[GIVEN INSTRUCTION] Copy out only the records from the line with "Please put a dot on every instance of the green" to the line with "<point>158,334</point>", swapping "green grass" for "lawn" and leaving everything else unchanged.

[EXERCISE MATERIAL]
[start]

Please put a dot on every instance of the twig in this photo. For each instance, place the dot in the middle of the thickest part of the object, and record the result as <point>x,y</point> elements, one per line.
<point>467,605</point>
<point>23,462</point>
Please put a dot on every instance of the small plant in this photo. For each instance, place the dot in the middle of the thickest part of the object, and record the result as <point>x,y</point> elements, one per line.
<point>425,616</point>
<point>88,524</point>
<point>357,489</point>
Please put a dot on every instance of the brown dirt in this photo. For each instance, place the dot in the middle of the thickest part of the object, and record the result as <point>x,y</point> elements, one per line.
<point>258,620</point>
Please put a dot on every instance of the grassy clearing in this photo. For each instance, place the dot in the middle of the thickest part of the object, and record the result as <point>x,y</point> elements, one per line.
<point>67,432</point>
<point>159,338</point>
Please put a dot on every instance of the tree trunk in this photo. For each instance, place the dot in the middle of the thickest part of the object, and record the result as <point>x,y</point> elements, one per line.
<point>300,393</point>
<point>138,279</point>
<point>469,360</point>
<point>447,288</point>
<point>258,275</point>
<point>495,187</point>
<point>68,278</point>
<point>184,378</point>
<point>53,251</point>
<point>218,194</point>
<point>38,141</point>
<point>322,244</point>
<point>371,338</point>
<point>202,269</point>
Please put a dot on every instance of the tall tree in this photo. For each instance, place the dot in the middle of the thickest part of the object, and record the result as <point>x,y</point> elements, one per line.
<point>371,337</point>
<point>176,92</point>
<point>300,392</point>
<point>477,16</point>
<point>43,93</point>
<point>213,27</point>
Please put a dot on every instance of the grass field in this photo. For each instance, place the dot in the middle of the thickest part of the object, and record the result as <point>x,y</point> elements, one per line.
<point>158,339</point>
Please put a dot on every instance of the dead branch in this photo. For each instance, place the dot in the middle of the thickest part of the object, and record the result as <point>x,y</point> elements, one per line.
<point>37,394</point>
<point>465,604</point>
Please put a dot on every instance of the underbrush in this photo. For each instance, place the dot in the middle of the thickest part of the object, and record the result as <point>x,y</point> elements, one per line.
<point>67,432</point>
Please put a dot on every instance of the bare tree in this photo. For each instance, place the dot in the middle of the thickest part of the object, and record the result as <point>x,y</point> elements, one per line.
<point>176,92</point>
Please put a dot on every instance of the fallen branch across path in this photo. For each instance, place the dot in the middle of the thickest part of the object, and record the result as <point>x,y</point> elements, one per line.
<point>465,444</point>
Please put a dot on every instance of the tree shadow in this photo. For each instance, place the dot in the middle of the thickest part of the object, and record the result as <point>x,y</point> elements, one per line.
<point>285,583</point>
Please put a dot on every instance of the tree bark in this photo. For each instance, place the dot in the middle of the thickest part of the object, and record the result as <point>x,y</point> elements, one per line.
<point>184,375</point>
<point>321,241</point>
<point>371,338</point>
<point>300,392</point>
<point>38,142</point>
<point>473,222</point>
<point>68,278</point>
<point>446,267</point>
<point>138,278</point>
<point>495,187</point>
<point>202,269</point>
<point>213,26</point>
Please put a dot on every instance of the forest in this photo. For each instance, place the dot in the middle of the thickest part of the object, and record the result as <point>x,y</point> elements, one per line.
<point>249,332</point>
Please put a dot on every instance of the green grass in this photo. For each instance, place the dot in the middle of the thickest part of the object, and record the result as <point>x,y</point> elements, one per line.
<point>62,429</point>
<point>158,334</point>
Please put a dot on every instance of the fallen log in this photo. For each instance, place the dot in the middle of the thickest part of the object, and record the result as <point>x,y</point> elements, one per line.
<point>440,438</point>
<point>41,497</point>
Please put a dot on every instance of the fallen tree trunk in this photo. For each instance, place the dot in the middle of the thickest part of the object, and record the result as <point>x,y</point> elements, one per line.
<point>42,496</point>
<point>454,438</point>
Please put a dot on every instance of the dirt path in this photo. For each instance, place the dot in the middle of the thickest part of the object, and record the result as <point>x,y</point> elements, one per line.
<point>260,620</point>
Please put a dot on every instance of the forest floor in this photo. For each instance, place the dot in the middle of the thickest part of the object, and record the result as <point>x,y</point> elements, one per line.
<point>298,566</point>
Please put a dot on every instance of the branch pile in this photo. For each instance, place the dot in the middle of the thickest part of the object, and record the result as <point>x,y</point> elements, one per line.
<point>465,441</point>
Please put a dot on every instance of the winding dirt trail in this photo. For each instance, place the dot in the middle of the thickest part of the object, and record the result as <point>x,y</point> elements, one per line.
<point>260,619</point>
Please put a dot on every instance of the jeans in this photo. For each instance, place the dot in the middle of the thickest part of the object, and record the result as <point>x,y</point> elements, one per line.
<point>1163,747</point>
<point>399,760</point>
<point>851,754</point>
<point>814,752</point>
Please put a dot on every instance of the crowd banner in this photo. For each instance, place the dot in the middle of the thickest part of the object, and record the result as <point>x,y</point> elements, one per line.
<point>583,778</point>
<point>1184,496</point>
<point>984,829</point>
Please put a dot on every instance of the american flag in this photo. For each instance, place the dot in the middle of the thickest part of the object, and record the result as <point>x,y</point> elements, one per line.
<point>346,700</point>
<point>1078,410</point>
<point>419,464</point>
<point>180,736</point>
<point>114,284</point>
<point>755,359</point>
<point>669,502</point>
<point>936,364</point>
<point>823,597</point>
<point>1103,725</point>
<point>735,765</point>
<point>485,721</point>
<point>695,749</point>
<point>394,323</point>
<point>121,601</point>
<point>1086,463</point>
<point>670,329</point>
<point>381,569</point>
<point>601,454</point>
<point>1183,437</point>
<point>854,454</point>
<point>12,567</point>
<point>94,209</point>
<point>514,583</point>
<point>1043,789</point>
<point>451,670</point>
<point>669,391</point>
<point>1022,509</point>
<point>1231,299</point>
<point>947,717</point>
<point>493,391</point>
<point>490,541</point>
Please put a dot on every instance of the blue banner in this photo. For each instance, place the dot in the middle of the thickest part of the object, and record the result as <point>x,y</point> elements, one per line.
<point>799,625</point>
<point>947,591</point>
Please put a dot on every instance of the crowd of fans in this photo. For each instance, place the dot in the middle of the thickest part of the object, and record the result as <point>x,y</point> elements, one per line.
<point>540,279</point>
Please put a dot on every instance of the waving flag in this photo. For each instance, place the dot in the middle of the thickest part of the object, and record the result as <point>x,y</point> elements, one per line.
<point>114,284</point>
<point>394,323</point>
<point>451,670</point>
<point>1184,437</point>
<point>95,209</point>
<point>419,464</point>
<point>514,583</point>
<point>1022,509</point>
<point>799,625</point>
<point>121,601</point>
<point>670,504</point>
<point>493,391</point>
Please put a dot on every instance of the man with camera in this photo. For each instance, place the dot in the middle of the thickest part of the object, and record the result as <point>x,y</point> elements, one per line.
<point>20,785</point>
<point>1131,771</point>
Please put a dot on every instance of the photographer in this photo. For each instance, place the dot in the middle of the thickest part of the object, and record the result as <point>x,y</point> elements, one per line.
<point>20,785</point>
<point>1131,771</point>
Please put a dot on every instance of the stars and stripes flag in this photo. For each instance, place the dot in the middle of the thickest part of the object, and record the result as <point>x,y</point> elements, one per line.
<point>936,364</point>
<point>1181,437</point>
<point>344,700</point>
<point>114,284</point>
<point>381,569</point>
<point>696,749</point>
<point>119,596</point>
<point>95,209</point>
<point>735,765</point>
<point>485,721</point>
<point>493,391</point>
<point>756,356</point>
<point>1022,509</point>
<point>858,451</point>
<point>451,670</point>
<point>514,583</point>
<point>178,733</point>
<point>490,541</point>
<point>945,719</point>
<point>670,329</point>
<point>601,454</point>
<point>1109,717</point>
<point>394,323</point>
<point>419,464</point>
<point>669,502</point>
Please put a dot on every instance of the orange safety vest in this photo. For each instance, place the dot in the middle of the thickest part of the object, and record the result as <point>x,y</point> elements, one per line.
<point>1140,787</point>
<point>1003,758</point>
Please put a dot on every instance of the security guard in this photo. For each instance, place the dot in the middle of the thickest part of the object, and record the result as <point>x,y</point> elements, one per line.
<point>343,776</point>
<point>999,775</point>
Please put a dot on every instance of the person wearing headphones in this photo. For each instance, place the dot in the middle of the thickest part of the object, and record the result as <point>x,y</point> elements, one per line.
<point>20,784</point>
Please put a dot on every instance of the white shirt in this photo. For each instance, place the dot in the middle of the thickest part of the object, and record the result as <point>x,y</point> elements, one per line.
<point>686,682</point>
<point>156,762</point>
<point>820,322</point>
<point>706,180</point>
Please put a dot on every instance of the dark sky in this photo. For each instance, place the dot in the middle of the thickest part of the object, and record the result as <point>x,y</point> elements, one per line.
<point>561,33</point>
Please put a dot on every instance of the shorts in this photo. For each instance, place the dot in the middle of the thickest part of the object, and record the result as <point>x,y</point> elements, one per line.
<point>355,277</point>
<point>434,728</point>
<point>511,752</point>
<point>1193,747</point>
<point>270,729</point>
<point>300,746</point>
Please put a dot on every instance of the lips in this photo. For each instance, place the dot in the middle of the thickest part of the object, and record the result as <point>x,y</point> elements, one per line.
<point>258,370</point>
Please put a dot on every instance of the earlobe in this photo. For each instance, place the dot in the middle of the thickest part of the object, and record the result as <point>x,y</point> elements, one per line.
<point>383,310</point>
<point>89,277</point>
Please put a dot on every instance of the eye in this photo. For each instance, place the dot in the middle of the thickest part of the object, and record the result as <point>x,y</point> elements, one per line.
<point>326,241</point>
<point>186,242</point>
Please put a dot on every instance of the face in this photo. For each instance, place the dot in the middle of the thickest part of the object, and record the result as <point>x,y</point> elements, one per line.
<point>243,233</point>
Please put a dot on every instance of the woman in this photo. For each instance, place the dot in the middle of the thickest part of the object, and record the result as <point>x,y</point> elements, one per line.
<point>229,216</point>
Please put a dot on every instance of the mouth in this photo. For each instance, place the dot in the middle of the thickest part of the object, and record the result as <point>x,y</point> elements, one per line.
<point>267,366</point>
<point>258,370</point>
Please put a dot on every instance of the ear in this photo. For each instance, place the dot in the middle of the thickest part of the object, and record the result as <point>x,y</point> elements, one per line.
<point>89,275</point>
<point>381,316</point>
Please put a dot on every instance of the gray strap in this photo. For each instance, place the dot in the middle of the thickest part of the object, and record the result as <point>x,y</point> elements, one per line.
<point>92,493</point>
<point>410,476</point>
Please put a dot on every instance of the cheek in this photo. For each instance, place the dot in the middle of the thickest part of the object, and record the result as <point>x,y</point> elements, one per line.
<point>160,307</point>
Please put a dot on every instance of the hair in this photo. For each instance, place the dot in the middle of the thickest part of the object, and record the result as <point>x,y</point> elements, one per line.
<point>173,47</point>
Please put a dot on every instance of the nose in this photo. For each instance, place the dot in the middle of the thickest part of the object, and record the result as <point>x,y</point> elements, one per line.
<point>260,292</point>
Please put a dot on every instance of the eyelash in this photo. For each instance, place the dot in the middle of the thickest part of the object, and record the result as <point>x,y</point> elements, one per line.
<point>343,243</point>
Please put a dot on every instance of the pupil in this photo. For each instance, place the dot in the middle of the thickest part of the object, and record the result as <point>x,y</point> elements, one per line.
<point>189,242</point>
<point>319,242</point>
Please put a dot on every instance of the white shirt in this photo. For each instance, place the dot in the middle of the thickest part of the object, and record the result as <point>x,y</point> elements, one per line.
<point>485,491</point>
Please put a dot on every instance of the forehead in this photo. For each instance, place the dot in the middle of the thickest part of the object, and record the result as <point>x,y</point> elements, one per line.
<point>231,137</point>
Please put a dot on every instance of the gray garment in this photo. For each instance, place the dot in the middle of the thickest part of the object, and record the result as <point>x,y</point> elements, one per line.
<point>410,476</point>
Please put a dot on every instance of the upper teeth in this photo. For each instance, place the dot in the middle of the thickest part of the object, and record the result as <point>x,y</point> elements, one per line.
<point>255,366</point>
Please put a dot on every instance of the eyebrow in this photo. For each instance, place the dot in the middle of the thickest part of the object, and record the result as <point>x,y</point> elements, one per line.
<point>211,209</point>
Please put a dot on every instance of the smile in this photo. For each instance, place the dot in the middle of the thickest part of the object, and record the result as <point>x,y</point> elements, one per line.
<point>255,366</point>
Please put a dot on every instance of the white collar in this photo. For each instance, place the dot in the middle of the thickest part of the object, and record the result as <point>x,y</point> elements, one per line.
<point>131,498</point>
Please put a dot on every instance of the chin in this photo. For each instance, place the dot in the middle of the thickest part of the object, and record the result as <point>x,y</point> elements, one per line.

[end]

[RESPONSE FOR THIS EXERCISE]
Please put a dot on every instance of the lawn in this photo. For each instance, place the dot in the middle of the thickest part of the object, and record the result as <point>x,y</point> elements, one per line.
<point>62,429</point>
<point>158,334</point>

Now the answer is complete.